» Photo-based referring expression data:
■ ■ ■ ■ ■ ■ ■

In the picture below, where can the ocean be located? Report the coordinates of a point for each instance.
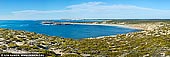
(66, 31)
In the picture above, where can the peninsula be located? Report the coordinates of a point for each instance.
(154, 41)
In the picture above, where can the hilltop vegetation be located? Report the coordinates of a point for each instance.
(155, 43)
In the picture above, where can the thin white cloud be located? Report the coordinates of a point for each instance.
(93, 10)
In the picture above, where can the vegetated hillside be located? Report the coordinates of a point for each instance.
(154, 43)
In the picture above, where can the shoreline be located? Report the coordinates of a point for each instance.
(123, 26)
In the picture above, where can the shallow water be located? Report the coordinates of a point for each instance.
(66, 31)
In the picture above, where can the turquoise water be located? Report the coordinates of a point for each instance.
(66, 31)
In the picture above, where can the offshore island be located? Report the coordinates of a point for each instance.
(153, 40)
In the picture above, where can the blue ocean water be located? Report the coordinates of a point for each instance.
(66, 31)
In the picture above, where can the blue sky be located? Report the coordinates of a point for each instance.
(57, 9)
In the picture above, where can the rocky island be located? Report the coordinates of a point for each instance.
(152, 41)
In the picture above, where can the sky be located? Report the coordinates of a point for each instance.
(84, 9)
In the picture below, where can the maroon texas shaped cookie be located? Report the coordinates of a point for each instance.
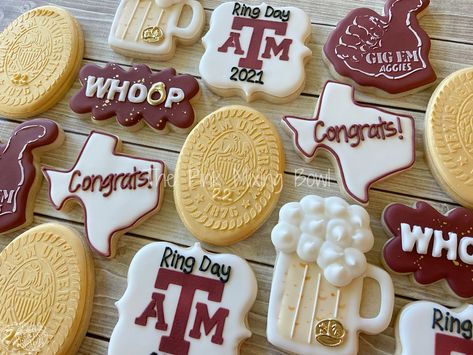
(388, 53)
(135, 95)
(19, 172)
(430, 245)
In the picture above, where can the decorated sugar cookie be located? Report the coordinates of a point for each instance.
(256, 51)
(161, 99)
(20, 177)
(387, 54)
(317, 288)
(149, 29)
(184, 301)
(431, 246)
(40, 55)
(229, 175)
(46, 292)
(449, 136)
(117, 191)
(366, 143)
(430, 328)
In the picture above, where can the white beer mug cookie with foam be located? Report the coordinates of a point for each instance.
(317, 288)
(149, 29)
(256, 51)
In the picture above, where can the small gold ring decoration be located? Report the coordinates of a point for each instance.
(330, 332)
(159, 88)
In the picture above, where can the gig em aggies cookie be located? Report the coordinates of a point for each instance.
(149, 29)
(116, 191)
(317, 288)
(20, 177)
(431, 246)
(368, 144)
(40, 54)
(184, 301)
(229, 175)
(430, 328)
(161, 99)
(387, 54)
(449, 136)
(46, 292)
(256, 51)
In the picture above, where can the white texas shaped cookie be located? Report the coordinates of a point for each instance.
(116, 191)
(367, 143)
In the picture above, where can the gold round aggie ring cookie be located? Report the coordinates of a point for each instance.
(40, 55)
(449, 136)
(229, 175)
(46, 291)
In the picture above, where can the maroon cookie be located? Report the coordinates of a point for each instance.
(431, 245)
(18, 171)
(113, 91)
(390, 52)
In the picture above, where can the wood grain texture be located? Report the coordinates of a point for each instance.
(448, 22)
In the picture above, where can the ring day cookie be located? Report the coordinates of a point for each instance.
(46, 292)
(116, 191)
(229, 175)
(184, 301)
(318, 279)
(256, 51)
(40, 55)
(449, 136)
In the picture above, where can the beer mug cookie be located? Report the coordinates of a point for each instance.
(314, 306)
(387, 54)
(149, 29)
(256, 51)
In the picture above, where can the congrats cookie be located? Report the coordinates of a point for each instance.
(229, 175)
(20, 177)
(256, 51)
(40, 54)
(387, 54)
(149, 29)
(449, 136)
(46, 292)
(117, 191)
(137, 95)
(184, 301)
(366, 143)
(318, 279)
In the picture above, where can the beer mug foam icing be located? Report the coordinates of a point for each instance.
(317, 288)
(149, 29)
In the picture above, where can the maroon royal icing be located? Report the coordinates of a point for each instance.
(388, 52)
(129, 86)
(18, 171)
(425, 267)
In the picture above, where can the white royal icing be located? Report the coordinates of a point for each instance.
(362, 160)
(129, 190)
(254, 50)
(183, 301)
(430, 328)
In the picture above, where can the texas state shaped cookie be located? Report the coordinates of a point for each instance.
(256, 51)
(116, 191)
(184, 301)
(431, 246)
(40, 55)
(149, 29)
(367, 144)
(449, 136)
(20, 177)
(430, 328)
(317, 288)
(386, 54)
(137, 95)
(46, 292)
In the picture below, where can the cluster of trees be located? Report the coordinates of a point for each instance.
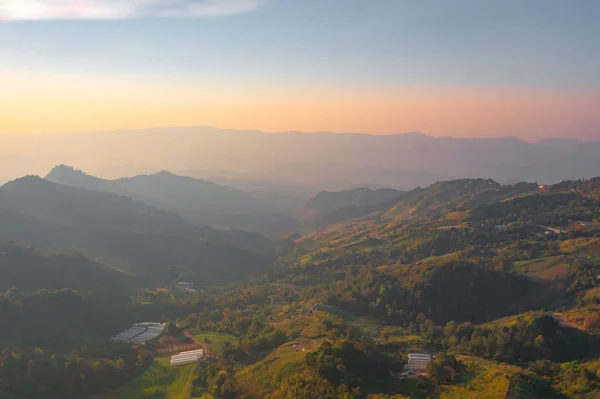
(37, 373)
(526, 340)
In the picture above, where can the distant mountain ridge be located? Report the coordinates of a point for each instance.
(198, 200)
(48, 215)
(327, 203)
(319, 161)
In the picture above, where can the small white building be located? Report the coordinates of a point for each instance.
(418, 361)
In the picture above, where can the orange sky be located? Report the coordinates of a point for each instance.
(47, 102)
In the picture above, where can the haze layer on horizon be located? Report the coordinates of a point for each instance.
(512, 68)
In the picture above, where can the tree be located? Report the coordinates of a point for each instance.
(171, 328)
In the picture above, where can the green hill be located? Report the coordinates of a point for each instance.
(51, 216)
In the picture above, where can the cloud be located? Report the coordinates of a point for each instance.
(121, 9)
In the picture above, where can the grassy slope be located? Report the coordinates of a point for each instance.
(217, 340)
(168, 382)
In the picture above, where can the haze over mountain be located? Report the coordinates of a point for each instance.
(319, 161)
(197, 200)
(52, 216)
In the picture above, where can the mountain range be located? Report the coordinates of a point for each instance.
(149, 240)
(197, 200)
(301, 164)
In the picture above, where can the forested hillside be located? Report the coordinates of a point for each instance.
(200, 201)
(501, 284)
(52, 216)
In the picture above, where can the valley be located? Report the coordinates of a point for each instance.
(460, 269)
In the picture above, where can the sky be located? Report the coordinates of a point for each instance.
(460, 68)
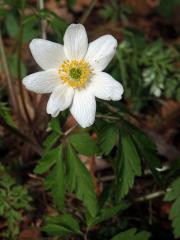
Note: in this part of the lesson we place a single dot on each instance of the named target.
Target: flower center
(75, 73)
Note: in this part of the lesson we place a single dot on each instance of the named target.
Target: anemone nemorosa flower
(73, 73)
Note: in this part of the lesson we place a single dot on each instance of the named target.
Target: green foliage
(12, 26)
(147, 69)
(63, 225)
(108, 138)
(14, 201)
(132, 234)
(80, 181)
(13, 62)
(174, 195)
(128, 164)
(83, 143)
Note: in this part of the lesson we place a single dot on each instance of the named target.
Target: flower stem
(12, 93)
(20, 42)
(43, 22)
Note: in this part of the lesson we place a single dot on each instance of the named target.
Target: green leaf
(12, 25)
(50, 140)
(83, 143)
(47, 161)
(108, 139)
(128, 165)
(58, 185)
(80, 181)
(55, 125)
(174, 194)
(132, 234)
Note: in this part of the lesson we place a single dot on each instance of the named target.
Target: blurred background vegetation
(131, 152)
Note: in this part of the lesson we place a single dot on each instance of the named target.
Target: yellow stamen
(75, 73)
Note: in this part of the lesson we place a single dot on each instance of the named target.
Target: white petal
(75, 42)
(42, 82)
(47, 54)
(101, 51)
(60, 99)
(84, 108)
(105, 87)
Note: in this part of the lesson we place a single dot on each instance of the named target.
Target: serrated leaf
(108, 138)
(50, 140)
(132, 234)
(128, 165)
(80, 181)
(174, 215)
(83, 143)
(47, 161)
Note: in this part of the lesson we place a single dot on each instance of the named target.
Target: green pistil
(75, 73)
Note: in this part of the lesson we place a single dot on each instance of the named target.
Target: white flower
(73, 73)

■ ■ ■ ■ ■ ■ ■

» Activity: Every entry must be reproduced exactly, with the images left out.

» Written solution:
In the picture below, where can the ocean be located? Report the coordinates of a point for each instance.
(66, 31)
In the picture above, where can the peninsula be located? Report the coordinates of a point for each instance.
(154, 41)
In the picture above, where can the hilltop vegetation be located? Report the coordinates of a point for each instance.
(155, 43)
In the picture above, where can the thin white cloud be located? Report the coordinates of a point for each instance.
(93, 10)
In the picture above, where can the vegetated hillside be located? Report the coordinates of a point for each instance.
(154, 43)
In the picture above, where can the shoreline be located? Report the coordinates of a point for each instance.
(123, 26)
In the picture above, where can the shallow water be located? Report the coordinates of a point for each instance.
(66, 31)
In the picture above, where can the turquoise water be located? Report the coordinates of a point for each instance.
(66, 31)
In the picture above, where can the offshore island be located? Report the coordinates of a point for each instance.
(153, 40)
In the picture above, where can the blue ocean water be located? Report the coordinates of a point for each instance.
(66, 31)
In the picture above, where can the blue sky be located? Report the coordinates of a point for each instance.
(57, 9)
In the picture above, where can the rocky island be located? Report the coordinates of a point for each instance.
(152, 41)
In the picture above, where can the sky be located? Report the coordinates of a point for each instance.
(84, 9)
In the picture below, where can the maroon texas shaped cookie be located? Report the coordinates of a point for each instance.
(388, 53)
(135, 95)
(19, 172)
(430, 245)
In the picture above, where can the decorated sugar cookie be located? Report the coordinates of a point for each instance.
(256, 51)
(161, 99)
(20, 177)
(387, 54)
(317, 288)
(149, 29)
(184, 301)
(431, 246)
(40, 55)
(229, 175)
(46, 292)
(449, 136)
(117, 191)
(366, 143)
(430, 328)
In the picture above, where can the white beer mug cookie with foam be located? Report the coordinates of a point for each instance.
(317, 288)
(149, 29)
(256, 51)
In the picture above, where can the small gold ring decoration be located? Report the coordinates of a point for each instance.
(330, 332)
(159, 88)
In the picture above, where can the gig em aggies cookie be located? Report the coordinates of a point for each instance.
(149, 29)
(116, 191)
(317, 288)
(20, 177)
(431, 246)
(368, 144)
(40, 54)
(184, 301)
(229, 175)
(430, 328)
(161, 99)
(387, 54)
(449, 136)
(46, 292)
(256, 51)
In the picture above, where can the white texas shaped cookie be located? Report the coordinates of a point for each instance.
(116, 191)
(367, 143)
In the picture above, where can the gold round aggie ring cookie be located? Report the coordinates of a point for each instance.
(40, 55)
(449, 136)
(229, 175)
(46, 291)
In the picture above, where can the maroon cookie be located? Report the coordinates of a point for each instance.
(431, 245)
(18, 171)
(113, 91)
(390, 52)
In the picture above, where can the wood grain texture be located? Report the coordinates of a point for each instance.
(448, 22)
In the picture above, where can the ring day cookie be located? Report the coordinates of a point for each instance.
(46, 292)
(116, 191)
(229, 175)
(184, 301)
(318, 279)
(256, 51)
(40, 55)
(449, 136)
In the picture above, where can the beer mug cookie be located? Report the coordinates of a point for each instance.
(314, 306)
(387, 54)
(149, 29)
(256, 51)
In the picture above, where can the congrats cookie be located? Report the coordinates of a point for each instance.
(229, 175)
(20, 177)
(256, 51)
(40, 54)
(387, 54)
(149, 29)
(449, 136)
(46, 292)
(117, 191)
(137, 95)
(184, 301)
(366, 143)
(318, 279)
In the picture above, where can the beer mug foam icing be located? Report the coordinates of a point for each instance.
(317, 288)
(149, 29)
In the picture above, where can the maroon royal icing be located? Report the coordinates of a point for each instance.
(388, 52)
(129, 86)
(18, 171)
(425, 267)
In the picture above, where can the white royal icing be located? Report the coordinates of a point for each instance.
(362, 160)
(129, 190)
(254, 50)
(183, 301)
(430, 328)
In the picture above, where can the texas state shaped cookie be located? Report the coordinates of a point for each instance.
(256, 51)
(116, 191)
(184, 301)
(431, 246)
(40, 55)
(149, 29)
(367, 144)
(449, 136)
(20, 177)
(430, 328)
(317, 288)
(386, 54)
(137, 95)
(46, 292)
In the picture below, where can the cluster of trees be located? Report the coordinates of a point for each instance.
(37, 373)
(526, 340)
In the picture above, where can the distant mountain ridge be located? Report the coordinates of a point for each instance.
(198, 200)
(48, 215)
(327, 203)
(319, 161)
In the picture above, where can the small white building be located? Report the coordinates of a point for each instance.
(418, 361)
In the picture above, where can the orange sky be located? Report the coordinates of a point for each instance.
(47, 102)
In the picture above, where can the haze layer on horizon be located? Report the coordinates of a point for each instance.
(512, 68)
In the picture above, where can the tree be located? Report the coordinates of a point for each instance.
(171, 328)
In the picture above, where can the green hill be located? Report the coordinates of a point for each instance.
(51, 216)
In the picture above, where can the cloud be located? Report the coordinates of a point for each instance.
(121, 9)
In the picture above, where can the grassy slope be located? Report the coordinates of a point for each instance.
(217, 340)
(168, 382)
In the picture above, where can the haze over mountain be located? Report the coordinates of a point for each instance.
(319, 161)
(197, 200)
(52, 216)
In the picture above, where can the mountain range be located? Report the coordinates of a point for each instance.
(149, 240)
(197, 200)
(301, 164)
In the picture above, where can the forested hillside be located? Report the coordinates of a point for each instance.
(200, 201)
(501, 284)
(52, 216)
In the picture above, where can the valley be located? Report the coordinates of a point for each instance.
(460, 269)
In the picture above, where can the sky be located? Report the coordinates of a point for each instance.
(460, 68)
Note: in this part of the lesson we place a single dot on each instance of the named target.
Target: flower center
(75, 73)
Note: in this part of the lesson we place a single dot on each instance of the named target.
Target: anemone nemorosa flower
(73, 73)
Note: in this part of the lesson we place a single dot on each instance of the named target.
Target: green foliage
(12, 26)
(147, 69)
(63, 225)
(108, 138)
(14, 201)
(132, 234)
(80, 181)
(13, 62)
(174, 195)
(128, 164)
(83, 143)
Note: in this part of the lesson we place a single dot on each instance of the named target.
Target: flower stem
(12, 93)
(20, 42)
(43, 22)
Note: in this part of the lesson we place a single dot on each instance of the named target.
Target: green leaf
(12, 25)
(50, 140)
(83, 143)
(47, 161)
(108, 139)
(128, 165)
(58, 185)
(80, 181)
(55, 125)
(174, 194)
(132, 234)
Note: in this part of the lesson we place a single dot on each instance of the named target.
Target: blurred background vegetation
(131, 152)
Note: in this part of the lesson we place a single dot on each instance of the named target.
Target: yellow stamen
(75, 73)
Note: in this part of the lesson we place a single dot on each instance of the named target.
Target: white petal
(75, 42)
(42, 82)
(47, 54)
(101, 51)
(60, 99)
(84, 108)
(105, 87)
Note: in this part of the lesson we place a single dot on each instance of the named target.
Target: serrated leaf
(108, 138)
(50, 140)
(132, 234)
(128, 165)
(80, 181)
(174, 215)
(83, 143)
(47, 161)
Note: in this part of the lesson we place a single dot on each instance of the named target.
Target: green pistil
(75, 73)
Note: in this part of the lesson we place a single dot on each instance of the named target.
Target: white flower
(73, 73)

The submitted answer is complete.